ACTIONS TO TAKE
**1)** Reproduce the section of the passage on the Vermeer exhibitions from "In 1995, the" to "beloved Dutch painter.".
**2)** Shift the coordinates in the answers by adding -99 to each number, and write out again every line from the start of the listing through the line with "205), (96, 192)]]", requests included.

SELECTED EXTRACT
================================

In 1995, the National Gallery of Art opened an exhibition of works by Johannes Vermeer that attracted enormous crowds. Lines stretched around the block and people set up camp on the sidewalk in hopes of snagging timed-entry tickets. Despite two government shutdowns and a major blizzard, about 300,000 people came to see the gathering of 21 of the 35 extant works by the beloved Dutch painter.

The National Gallery’s new “Vermeer and the Masters of Genre Painting,” organized in conjunction with the National Gallery of Ireland and the Louvre in Paris, is not a reprise of that exhibition. Instead, the curators have gathered about 65 works by contemporaries of Vermeer, all of whom were working from 1650 to 1675, one of the most exciting periods of the golden age of Dutch painting. The show includes 10 works by Vermeer, along with those of Gerard ter Borch, Gerrit Dou, Pieter de Hooch, Gabriel Metsu and Frans van Mieris, among others.

================================

DATA
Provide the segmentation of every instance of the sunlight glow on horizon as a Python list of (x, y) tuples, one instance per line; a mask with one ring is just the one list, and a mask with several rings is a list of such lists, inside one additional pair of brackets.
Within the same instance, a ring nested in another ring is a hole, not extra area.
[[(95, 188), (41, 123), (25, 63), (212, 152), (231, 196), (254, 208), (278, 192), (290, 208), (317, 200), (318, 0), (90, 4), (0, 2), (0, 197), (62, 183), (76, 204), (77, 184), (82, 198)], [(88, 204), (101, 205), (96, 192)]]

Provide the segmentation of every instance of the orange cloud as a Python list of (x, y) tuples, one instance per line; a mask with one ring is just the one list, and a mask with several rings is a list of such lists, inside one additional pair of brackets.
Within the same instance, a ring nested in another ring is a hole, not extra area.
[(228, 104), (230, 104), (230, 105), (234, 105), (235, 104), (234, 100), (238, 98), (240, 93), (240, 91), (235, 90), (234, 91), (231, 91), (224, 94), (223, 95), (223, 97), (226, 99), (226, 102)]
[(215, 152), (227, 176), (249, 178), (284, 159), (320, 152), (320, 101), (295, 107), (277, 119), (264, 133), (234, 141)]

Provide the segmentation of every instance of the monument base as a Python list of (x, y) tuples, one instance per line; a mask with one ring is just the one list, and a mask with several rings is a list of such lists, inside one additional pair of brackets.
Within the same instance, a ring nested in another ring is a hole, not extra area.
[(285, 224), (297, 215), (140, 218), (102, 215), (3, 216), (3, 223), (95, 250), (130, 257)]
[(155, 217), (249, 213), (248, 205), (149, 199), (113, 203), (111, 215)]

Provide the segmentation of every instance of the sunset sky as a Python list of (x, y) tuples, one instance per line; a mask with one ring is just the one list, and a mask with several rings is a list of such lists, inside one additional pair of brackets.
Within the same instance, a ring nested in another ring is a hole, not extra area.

================================

ANSWERS FOR THIS EXERCISE
**1)**
In 1995, the National Gallery of Art opened an exhibition of works by Johannes Vermeer that attracted enormous crowds. Lines stretched around the block and people set up camp on the sidewalk in hopes of snagging timed-entry tickets. Despite two government shutdowns and a major blizzard, about 300,000 people came to see the gathering of 21 of the 35 extant works by the beloved Dutch painter.

**2)**
Provide the segmentation of every instance of the sunlight glow on horizon as a Python list of (x, y) tuples, one instance per line; a mask with one ring is just the one list, and a mask with several rings is a list of such lists, inside one additional pair of brackets.
Within the same instance, a ring nested in another ring is a hole, not extra area.
[[(-4, 89), (-58, 24), (-74, -36), (113, 53), (132, 97), (155, 109), (179, 93), (191, 109), (218, 101), (219, -99), (-9, -95), (-99, -97), (-99, 98), (-37, 84), (-23, 105), (-22, 85), (-17, 99)], [(-11, 105), (2, 106), (-3, 93)]]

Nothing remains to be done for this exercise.